▸ What is needed:
Line count for the string "approximate" in the records below: report that figure and nothing else.

+++ Recorded data

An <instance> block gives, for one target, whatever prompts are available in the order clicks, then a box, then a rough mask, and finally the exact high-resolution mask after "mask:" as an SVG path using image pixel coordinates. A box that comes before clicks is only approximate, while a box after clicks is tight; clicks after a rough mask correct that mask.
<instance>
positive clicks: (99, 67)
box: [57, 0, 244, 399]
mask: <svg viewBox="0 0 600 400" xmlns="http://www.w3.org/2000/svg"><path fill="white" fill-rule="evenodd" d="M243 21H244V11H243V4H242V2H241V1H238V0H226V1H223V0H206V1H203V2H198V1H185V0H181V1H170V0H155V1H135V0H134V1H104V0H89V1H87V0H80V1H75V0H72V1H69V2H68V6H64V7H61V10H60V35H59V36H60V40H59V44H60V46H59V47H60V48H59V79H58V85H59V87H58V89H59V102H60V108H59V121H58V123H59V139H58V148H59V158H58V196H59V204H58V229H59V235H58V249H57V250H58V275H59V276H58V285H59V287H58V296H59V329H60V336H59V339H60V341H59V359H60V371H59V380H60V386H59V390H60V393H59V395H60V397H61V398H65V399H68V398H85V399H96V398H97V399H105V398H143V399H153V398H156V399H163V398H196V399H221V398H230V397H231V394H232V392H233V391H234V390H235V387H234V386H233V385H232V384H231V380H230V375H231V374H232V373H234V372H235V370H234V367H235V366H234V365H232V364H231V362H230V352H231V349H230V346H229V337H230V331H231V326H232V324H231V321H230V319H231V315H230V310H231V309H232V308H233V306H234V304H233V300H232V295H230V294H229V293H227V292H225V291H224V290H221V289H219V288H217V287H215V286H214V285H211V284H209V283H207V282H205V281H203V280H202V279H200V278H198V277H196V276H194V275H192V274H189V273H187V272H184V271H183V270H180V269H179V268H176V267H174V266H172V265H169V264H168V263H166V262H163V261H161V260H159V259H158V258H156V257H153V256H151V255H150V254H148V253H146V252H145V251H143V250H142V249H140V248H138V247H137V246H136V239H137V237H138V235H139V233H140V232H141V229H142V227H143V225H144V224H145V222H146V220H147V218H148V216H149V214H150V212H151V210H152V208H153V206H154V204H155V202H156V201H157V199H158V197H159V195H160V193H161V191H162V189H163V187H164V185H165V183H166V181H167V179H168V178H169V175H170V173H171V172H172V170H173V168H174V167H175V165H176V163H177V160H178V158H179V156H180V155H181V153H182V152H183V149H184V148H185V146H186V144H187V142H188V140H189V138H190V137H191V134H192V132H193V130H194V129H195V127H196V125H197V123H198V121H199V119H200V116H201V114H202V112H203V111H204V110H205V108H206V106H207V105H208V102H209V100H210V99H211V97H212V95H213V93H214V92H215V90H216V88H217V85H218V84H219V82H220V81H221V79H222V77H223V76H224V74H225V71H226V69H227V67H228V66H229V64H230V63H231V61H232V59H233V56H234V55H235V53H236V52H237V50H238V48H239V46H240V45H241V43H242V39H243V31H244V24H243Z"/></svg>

++++++
+++ Recorded data

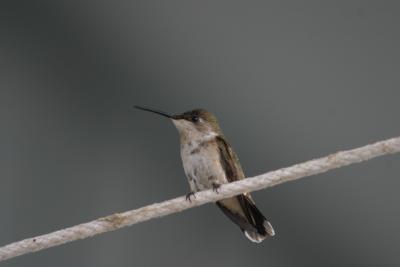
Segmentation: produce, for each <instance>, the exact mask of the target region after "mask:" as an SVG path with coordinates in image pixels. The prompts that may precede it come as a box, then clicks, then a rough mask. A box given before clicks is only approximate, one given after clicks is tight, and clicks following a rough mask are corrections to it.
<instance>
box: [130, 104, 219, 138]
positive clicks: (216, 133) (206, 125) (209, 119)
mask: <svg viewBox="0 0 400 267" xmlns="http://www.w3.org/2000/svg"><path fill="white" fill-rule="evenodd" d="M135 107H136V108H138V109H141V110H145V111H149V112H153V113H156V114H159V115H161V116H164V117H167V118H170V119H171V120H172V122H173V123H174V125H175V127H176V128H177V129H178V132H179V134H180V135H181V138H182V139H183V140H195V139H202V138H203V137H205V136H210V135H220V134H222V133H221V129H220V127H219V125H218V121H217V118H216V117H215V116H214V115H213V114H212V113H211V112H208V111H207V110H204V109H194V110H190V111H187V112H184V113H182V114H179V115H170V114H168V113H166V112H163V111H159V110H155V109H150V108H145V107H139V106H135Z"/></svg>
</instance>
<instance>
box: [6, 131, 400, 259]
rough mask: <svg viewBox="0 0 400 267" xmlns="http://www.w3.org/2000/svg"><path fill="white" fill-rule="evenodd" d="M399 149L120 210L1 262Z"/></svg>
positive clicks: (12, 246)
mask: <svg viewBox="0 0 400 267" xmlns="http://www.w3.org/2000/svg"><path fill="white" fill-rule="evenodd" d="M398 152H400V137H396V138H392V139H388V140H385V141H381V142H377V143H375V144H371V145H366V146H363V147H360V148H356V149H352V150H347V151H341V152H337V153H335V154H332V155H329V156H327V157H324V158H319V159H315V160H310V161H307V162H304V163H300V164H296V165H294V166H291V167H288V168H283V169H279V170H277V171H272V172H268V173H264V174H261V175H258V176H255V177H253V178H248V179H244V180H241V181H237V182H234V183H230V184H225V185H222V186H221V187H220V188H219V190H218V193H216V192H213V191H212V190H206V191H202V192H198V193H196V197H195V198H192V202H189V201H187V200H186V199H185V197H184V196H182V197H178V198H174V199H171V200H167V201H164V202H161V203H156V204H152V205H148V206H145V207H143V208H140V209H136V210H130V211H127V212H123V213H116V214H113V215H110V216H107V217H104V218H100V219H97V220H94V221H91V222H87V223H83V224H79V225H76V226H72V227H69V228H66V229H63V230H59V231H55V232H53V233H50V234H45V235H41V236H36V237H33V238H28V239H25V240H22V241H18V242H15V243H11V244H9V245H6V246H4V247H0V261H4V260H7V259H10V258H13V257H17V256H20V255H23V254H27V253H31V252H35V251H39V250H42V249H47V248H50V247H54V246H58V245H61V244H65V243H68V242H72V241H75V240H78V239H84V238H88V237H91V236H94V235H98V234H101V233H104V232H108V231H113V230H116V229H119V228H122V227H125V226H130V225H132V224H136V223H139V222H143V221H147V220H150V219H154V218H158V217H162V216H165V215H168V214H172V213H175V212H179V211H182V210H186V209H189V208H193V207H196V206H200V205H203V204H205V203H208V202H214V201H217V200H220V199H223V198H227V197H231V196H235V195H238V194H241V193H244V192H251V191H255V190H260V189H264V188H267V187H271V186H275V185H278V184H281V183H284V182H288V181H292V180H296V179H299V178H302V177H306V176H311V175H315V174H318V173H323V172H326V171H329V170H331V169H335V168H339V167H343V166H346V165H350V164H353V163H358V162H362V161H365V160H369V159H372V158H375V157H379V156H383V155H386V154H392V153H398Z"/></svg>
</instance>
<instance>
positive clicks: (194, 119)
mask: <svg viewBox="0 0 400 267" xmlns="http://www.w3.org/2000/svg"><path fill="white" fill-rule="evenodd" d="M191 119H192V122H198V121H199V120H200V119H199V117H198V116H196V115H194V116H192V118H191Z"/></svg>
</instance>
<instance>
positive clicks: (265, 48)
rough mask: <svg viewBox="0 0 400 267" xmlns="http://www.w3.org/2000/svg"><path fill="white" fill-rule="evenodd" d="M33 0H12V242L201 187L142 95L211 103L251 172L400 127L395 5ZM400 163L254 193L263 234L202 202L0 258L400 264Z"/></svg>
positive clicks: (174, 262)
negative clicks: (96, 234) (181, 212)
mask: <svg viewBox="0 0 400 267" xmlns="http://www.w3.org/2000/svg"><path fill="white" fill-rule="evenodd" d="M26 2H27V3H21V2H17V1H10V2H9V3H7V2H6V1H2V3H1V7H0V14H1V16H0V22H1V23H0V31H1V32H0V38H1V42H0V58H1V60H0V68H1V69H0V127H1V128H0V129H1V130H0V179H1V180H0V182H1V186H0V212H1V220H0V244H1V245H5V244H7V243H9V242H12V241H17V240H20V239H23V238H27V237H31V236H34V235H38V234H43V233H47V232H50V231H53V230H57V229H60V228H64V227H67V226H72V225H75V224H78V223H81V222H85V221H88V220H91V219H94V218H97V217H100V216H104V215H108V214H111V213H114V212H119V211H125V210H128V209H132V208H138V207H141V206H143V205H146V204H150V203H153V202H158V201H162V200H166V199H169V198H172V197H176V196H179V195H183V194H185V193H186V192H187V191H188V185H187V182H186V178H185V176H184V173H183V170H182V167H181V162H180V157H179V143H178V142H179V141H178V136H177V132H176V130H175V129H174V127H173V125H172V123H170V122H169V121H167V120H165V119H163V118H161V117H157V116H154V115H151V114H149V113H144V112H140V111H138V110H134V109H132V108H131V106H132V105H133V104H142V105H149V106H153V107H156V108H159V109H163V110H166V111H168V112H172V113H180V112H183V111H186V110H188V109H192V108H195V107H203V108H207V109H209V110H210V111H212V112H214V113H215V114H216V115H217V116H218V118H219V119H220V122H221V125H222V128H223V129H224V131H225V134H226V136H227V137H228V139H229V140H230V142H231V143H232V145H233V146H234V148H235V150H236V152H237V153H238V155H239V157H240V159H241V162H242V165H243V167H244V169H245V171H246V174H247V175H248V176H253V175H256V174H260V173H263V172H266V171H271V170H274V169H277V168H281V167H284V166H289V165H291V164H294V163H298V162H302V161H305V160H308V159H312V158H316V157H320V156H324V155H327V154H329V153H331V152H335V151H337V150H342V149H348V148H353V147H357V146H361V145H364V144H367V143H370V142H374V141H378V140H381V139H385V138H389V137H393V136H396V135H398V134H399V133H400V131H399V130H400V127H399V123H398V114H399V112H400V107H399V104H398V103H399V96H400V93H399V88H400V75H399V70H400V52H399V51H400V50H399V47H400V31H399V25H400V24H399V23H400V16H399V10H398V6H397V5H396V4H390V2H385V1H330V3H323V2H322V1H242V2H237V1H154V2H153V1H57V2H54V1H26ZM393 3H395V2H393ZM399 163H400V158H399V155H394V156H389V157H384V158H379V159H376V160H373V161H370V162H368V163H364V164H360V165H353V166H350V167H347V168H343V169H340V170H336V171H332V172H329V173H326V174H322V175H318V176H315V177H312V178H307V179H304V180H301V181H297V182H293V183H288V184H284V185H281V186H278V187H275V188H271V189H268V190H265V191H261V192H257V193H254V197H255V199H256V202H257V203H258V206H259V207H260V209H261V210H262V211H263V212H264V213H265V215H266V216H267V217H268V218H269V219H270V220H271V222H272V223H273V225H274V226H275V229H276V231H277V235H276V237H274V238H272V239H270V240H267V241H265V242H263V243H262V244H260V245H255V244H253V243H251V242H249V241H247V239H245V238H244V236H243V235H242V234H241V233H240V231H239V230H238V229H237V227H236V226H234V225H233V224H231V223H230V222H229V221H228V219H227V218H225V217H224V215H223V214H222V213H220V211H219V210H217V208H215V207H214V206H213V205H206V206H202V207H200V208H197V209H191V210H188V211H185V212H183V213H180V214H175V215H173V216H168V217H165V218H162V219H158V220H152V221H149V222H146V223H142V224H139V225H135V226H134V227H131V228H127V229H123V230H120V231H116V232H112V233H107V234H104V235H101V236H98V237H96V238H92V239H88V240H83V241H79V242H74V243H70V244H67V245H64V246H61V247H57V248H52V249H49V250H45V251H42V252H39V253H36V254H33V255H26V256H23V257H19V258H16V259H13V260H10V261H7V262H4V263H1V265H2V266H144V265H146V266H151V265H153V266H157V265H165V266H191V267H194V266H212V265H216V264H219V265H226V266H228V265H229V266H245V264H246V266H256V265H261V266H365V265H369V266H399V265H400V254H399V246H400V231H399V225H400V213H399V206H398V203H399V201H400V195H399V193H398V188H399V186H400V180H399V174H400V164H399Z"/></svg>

++++++

▸ Response to this task:
2